▶

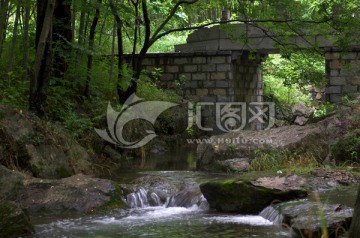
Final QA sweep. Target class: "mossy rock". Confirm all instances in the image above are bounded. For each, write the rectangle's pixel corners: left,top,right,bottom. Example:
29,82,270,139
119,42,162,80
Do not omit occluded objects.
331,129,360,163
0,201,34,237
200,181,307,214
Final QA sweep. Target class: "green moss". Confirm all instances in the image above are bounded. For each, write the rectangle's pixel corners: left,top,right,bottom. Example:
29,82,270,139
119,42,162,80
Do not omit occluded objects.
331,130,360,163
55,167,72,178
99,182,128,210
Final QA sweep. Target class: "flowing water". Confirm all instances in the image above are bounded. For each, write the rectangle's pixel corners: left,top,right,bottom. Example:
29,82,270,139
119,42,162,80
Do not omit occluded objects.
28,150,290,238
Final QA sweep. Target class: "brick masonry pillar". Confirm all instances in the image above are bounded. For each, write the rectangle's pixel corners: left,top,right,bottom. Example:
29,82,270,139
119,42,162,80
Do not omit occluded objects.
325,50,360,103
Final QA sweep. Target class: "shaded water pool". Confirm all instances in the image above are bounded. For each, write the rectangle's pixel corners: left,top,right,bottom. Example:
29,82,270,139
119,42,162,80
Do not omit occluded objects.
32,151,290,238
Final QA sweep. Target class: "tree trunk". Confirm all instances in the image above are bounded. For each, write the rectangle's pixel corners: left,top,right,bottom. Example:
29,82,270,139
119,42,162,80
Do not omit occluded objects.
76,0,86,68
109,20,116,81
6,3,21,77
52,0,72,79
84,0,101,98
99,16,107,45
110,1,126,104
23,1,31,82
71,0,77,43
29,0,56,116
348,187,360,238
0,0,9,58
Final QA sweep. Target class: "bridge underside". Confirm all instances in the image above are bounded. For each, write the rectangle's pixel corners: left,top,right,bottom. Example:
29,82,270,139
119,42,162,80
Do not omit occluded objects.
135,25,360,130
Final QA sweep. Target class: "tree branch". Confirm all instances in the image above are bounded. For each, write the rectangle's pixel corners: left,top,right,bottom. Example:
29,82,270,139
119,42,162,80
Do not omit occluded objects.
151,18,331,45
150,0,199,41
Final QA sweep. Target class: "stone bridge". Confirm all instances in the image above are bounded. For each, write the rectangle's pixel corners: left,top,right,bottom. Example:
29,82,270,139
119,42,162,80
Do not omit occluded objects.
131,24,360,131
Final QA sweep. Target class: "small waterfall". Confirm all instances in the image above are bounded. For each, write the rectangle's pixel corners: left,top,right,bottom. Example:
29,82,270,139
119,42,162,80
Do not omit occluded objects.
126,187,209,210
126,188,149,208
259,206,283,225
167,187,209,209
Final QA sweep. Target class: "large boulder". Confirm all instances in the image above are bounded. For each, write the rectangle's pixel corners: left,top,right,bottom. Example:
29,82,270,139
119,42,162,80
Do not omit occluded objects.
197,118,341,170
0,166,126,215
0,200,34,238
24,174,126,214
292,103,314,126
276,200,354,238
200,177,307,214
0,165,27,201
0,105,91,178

◀
▶

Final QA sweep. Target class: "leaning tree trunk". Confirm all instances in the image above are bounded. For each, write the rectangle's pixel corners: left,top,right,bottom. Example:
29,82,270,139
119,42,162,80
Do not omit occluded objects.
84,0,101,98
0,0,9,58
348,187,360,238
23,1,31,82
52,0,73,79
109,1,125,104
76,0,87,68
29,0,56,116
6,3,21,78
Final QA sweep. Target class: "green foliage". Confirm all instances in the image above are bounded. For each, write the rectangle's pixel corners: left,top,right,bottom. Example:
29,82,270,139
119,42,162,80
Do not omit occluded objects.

◀

Count the lines in the data above that contain the string "trunk", and reply with that number alone.

2